SUPPLIED TEXT.
***
Helena wastewater treatment plant improvements earn Grand Award

Published 4:41 pm Friday, June 8, 2018

By GRAHAM BROOKS / Staff Writer

HELENA–A Garver-led project that helped the Helena wastewater treatment plant adhere to reduced permit limits has earned the Grand Award from the American Council of Engineering Companies of Alabama.

The project, which began in the fall of 2015 and ended in September of 2017, consisted of multiple improvements that helped the Helena wastewater treatment plant meet strict effluent discharge limits for total phosphorus. Because it discharges into Buck Creek, reliable performance and operation of the Helena wastewater treatment plant is essential to maintain the quality of this body of water frequently used by the citizens of Helena and surrounding communities for swimming, wading, canoeing and fishing.

The Cahaba River was impacted by nutrient overload and degraded water quality,” Garver Design Engineer of the Helena wastewater treatment plant project Wes Cardwell said in a phone interview. “The Alabama Department of Environmental Management identified resources and Helena is one of seven wastewater treatment plants that basically has a discharge permit modified. One that was added was phosphorus. The limit was 0.20 mg/L in 2014 and for 2022 the number for phosphorus needed to be reduced to 0.043 mg/L and that’s next to nothing and it’s extremely difficult to test that low. Our goal was to help them at the plant to meet those permit limits.”
***
INFORMATION.

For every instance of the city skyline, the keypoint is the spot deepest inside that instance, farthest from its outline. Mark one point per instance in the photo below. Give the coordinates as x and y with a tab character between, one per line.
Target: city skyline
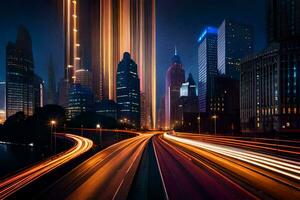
185	45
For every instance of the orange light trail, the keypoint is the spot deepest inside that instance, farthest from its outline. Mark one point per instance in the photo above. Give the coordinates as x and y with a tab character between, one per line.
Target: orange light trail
14	183
279	165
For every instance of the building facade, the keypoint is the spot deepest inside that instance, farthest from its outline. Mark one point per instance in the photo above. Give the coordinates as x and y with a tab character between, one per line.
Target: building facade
108	108
188	101
270	79
84	77
235	41
20	75
128	91
2	102
283	20
115	27
51	90
175	78
80	100
207	66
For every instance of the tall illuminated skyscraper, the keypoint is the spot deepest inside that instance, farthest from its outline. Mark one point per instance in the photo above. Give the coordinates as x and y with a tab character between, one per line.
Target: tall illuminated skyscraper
207	65
175	78
126	26
70	23
107	29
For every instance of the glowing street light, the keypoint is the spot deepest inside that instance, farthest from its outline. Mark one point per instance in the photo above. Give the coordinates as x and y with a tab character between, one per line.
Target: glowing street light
215	122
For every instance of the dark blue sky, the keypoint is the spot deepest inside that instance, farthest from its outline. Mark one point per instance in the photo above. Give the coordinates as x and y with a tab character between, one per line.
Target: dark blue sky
179	22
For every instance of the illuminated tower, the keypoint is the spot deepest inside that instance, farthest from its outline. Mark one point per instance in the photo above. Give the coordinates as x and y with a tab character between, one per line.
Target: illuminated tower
70	23
175	78
125	26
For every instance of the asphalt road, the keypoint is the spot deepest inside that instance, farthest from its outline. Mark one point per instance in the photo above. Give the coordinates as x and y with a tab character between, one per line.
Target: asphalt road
106	175
183	179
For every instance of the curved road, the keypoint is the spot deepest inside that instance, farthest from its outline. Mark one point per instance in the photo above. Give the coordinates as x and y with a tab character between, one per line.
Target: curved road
14	183
262	174
106	175
183	179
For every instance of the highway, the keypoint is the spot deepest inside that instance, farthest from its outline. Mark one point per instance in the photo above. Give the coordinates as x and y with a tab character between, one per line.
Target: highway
262	174
106	175
184	179
14	183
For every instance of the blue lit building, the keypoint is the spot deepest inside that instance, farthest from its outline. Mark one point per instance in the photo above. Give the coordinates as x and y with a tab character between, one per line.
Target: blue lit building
175	78
108	108
235	41
80	100
207	65
128	91
20	75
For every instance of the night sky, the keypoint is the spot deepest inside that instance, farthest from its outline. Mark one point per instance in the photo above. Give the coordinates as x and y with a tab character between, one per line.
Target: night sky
179	22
***
TASK ITEM.
From the article on the Helena wastewater treatment plant, return the passage between "Helena wastewater treatment plant improvements" and "Companies of Alabama.", inclusive, copied without any change.

EXERCISE RESPONSE.
Helena wastewater treatment plant improvements earn Grand Award

Published 4:41 pm Friday, June 8, 2018

By GRAHAM BROOKS / Staff Writer

HELENA–A Garver-led project that helped the Helena wastewater treatment plant adhere to reduced permit limits has earned the Grand Award from the American Council of Engineering Companies of Alabama.